(Saved entries)
+-------+

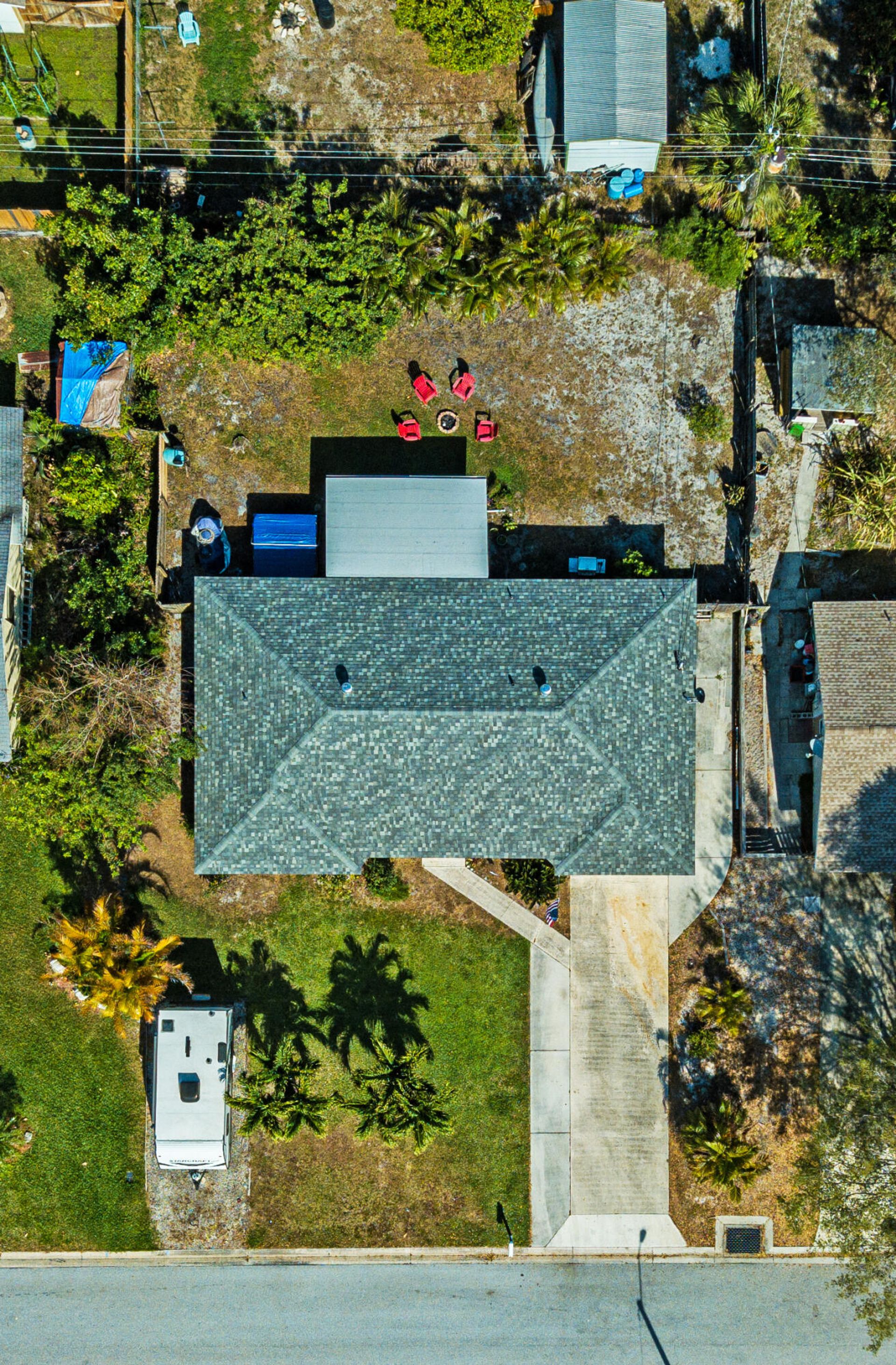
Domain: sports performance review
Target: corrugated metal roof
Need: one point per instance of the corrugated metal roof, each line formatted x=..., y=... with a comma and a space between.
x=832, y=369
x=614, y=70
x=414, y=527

+-------+

### Your task
Exactly reproduce each record, leaving out any pictures.

### Task response
Domain: sports performance review
Target: corrugated metal roof
Need: one point per instance of the corrugated metal roof, each line formatted x=..., y=... with a comma and a space between.
x=832, y=369
x=614, y=70
x=414, y=527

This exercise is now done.